### [SET TASKS]
[A] Repeat a passage from the article on the Ascap and BMI consent decrees word for word: begin at the words "After a two-year" and stop after "more parties involved.".
[B] Answer these questions from the article on the Ascap and BMI consent decrees:
(i) Since what year have the consent decrees been in place?
(ii) How long was the Justice Department's review?
(iii) Which star is named among those warning about songwriters' income?
[C] Carry on the article about the Justice Department's decision on Ascap and BMI, starting after its last sentence.

### [GIVEN TEXT]
+-------+

The Justice Department dealt a blow to the music industry this week when it declined to change the longstanding regulatory agreements that govern Ascap and BMI, two of the industry’s oldest and largest clearinghouses for royalties.
The two agencies have argued that modifying their consent decrees, which have been in place since 1941 and have not been updated in more than a decade, was urgently needed to adapt to the new world of online music, and the agencies’ petitions followed several years of conflict and litigation with Pandora Media over royalty rates.
Music publishers, along with stars including Burt Bacharach, have warned that the streaming era has led to a precipitous decline in songwriters’ income, with the consent decrees partly to blame.
Although the Justice Department’s recommendation carries great weight, any alterations to the consent decrees must be approved by two federal judges overseeing the cases, and the performing rights organizations could object to the changes in court.
After a two-year review, the Justice Department this week denied a series of requests by Ascap and BMI, including the ability for publishers to have more control over licensing their music to digital services. And in a move that has caused widespread worry throughout the music publishing world — the side of the business that deals with the lucrative copyrights for songwriting — the government has also said that, according to its interpretation of the consent decrees, the music agencies must change a major aspect of how they license music.
The agencies must now adopt a policy known as “100 percent licensing,” which means that any party who controls part of a composition can issue a license for the whole thing. In the case of major pop hits, which tend to have many songwriters, there can sometimes be a dozen or more parties involved.

+-------+

### [RECORDS PROVIDED]
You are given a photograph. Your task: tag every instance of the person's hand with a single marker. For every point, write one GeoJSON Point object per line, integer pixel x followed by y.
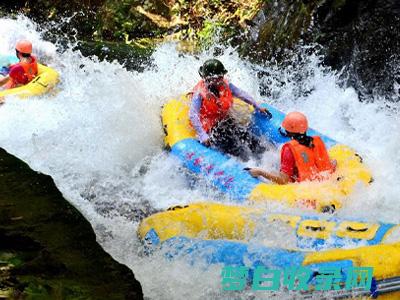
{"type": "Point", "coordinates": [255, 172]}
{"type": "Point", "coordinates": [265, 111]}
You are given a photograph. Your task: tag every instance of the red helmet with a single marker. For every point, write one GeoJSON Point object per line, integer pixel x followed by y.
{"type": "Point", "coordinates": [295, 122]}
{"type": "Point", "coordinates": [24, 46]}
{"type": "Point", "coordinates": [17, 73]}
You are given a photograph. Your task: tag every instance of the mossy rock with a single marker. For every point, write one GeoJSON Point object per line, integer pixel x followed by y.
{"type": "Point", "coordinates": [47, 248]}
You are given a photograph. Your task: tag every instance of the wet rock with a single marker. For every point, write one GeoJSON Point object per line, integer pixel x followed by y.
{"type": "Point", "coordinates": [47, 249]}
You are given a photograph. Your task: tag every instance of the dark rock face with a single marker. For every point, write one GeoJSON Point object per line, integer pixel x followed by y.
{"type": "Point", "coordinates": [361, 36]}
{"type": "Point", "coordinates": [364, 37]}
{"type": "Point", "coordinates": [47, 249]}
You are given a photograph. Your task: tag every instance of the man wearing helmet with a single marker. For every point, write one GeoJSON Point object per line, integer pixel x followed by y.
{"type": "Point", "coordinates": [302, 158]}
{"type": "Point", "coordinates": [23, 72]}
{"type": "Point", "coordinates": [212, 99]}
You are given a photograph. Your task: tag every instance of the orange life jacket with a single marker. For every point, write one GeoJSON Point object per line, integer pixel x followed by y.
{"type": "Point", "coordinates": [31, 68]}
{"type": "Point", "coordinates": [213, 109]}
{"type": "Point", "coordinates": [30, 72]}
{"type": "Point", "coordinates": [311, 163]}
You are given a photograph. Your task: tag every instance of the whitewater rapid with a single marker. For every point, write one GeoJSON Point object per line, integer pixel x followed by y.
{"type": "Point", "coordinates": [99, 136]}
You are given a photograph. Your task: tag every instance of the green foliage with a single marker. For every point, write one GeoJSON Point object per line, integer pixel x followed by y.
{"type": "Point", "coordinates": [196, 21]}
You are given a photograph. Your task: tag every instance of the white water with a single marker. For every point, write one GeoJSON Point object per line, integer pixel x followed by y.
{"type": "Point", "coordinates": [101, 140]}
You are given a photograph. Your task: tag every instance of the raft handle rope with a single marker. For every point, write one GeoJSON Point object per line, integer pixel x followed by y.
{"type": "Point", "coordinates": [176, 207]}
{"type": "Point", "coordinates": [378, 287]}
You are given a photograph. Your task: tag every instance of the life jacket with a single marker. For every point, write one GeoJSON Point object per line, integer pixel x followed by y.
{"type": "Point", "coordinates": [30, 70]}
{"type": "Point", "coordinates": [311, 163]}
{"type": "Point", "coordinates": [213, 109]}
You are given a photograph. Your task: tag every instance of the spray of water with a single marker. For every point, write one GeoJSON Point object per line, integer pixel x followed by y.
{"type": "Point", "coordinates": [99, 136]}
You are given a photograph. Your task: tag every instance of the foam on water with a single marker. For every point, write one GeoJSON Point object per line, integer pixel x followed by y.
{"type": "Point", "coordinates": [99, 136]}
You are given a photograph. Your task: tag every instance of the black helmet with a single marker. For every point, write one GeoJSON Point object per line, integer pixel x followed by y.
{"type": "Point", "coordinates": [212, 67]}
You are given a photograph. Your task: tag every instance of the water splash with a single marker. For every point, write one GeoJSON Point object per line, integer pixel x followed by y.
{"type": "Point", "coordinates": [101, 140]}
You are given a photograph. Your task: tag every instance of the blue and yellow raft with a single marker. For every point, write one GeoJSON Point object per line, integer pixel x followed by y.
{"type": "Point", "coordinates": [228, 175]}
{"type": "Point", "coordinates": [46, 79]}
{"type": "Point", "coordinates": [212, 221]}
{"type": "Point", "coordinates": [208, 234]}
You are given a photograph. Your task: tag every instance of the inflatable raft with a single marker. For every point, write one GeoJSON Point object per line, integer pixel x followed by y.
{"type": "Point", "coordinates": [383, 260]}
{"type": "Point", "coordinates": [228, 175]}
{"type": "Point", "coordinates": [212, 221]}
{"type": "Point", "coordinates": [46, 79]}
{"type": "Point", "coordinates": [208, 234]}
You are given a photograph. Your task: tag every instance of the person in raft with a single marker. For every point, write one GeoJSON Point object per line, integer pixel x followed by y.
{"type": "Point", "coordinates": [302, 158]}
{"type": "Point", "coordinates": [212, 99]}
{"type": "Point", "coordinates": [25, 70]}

+-------+

### [TASK-BY-TASK OUTPUTS]
[A]
After a two-year review, the Justice Department this week denied a series of requests by Ascap and BMI, including the ability for publishers to have more control over licensing their music to digital services. And in a move that has caused widespread worry throughout the music publishing world — the side of the business that deals with the lucrative copyrights for songwriting — the government has also said that, according to its interpretation of the consent decrees, the music agencies must change a major aspect of how they license music.
The agencies must now adopt a policy known as “100 percent licensing,” which means that any party who controls part of a composition can issue a license for the whole thing. In the case of major pop hits, which tend to have many songwriters, there can sometimes be a dozen or more parties involved.

[B]
(i) 1941
(ii) Two years
(iii) Burt Bacharach

[C]
Music publishers have warned that this change could have severe consequences for the business as well as for songwriters, who may be forced to change their writing habits based on the professional associations of their collaborators.
The government’s position, announced to the two music agencies at a meeting in Washington on Wednesday, were confirmed by people briefed on the meeting who were not authorized to discuss it in detail. In a brief joint statement issued early Thursday, Ascap and BMI confirmed that they had met with the department’s Antitrust Division and were “evaluating the information presented.” The news of the Justice Department’s meeting with Ascap and BMI was reported early Thursday by Billboard.
Mike O’Neill, the chief executive of BMI, commented about the proposed changes in a memo to employees on Thursday morning that was obtained by The New York Times. In the memo, Mr. O’Neill expressed disappointment at the decision by the Justice Department, or D.O.J., particularly over 100 percent licensing.
“We are surprised,” he wrote, “that the D.O.J. feels it needs to restructure a world that is efficient into one that we believe won’t be.”
Representatives of the Justice Department declined to comment on Thursday morning.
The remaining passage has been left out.